Supplied text:

>> START

Could we also avoid some code duplication with pg_get_shmem_allocations()?

Also same remarks about pfree() and ONE_GIGABYTE as above.

A few other things:

==== 6

+++ b/src/backend/storage/ipc/shmem.c
@@ -73,6 +73,7 @@
 #include "storage/shmem.h"
 #include "storage/spin.h"
 #include "utils/builtins.h"
+#include "port/pg_numa.h"

Not at the right position, should be between those 2:

#include "miscadmin.h"
#include "storage/lwlock.h"

==== 7

+/*-------------------------------------------------------------------------
+ *
+ * pg_numa.h
+ *       Miscellaneous functions for bit-wise operations.

=== 8

+++ b/src/port/pg_numa.c
@@ -0,0 +1,150 @@
+/*-------------------------------------------------------------------------
+ *
+ * numa.c
+ *             Basic NUMA portability routines

s/numa.c/pg_numa.c/ ?

=== 9

+++ b/contrib/pg_buffercache/pg_buffercache_pages.c
@@ -6,6 +6,7 @@
  *       contrib/pg_buffercache/pg_buffercache_pages.c
  *-------------------------------------------------------------------------
  */
+#include "pg_config.h"
 #include "postgres.h"

Is this new include needed?

#include "access/htup_details.h"
@@ -13,10 +14,12 @@
#include "funcapi.h"
#include "storage/buf_internals.h"
#include "storage/bufmgr.h"
+#include "port/pg_numa.h"
+#include "storage/pg_shmem.h"

not in the right order.

Regards,

--
Bertrand Drouvot
PostgreSQL Contributors Team
RDS Open Source Databases
Amazon Web Services: https://aws.amazon.com

#16

bertranddrouvot.pg@gmail.com

about 1 year ago

In reply to: Jakub Wartak (#8)

Re: Draft for basic NUMA observability

Hi,

On Wed, Feb 26, 2025 at 09:38:20AM +0100, Jakub Wartak wrote:

On Mon, Feb 24, 2025 at 3:06 PM Andres Freund <andres@anarazel.de> wrote:

Why is this done before we even have gotten -2 back? Even if we need it, it
seems like we ought to defer this until necessary.

Not fixed yet: maybe we could even do a `static` with
`has_this_run_earlier` and just perform this work only once during the
first time?

Not sure I get your idea, could you share what the code would look like?

Regards,

--
Bertrand Drouvot
PostgreSQL Contributors Team
RDS Open Source Databases
Amazon Web Services: https://aws.amazon.com

#17

jakub.wartak@enterprisedb.com

about 1 year ago

In reply to: Bertrand Drouvot (#15)

>> END

Supplied entries:
>> START

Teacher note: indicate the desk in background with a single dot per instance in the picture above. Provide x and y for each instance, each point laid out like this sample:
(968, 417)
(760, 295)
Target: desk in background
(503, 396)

>> END

What needs to be done: Reproduce word for word the stretch of the NUMA patch review thread from "On Wed, Feb" through "this until necessary.".

Exercise answer:
On Wed, Feb 26, 2025 at 09:38:20AM +0100, Jakub Wartak wrote:

On Mon, Feb 24, 2025 at 3:06 PM Andres Freund <andres@anarazel.de> wrote:

Why is this done before we even have gotten -2 back? Even if we need it, it
seems like we ought to defer this until necessary.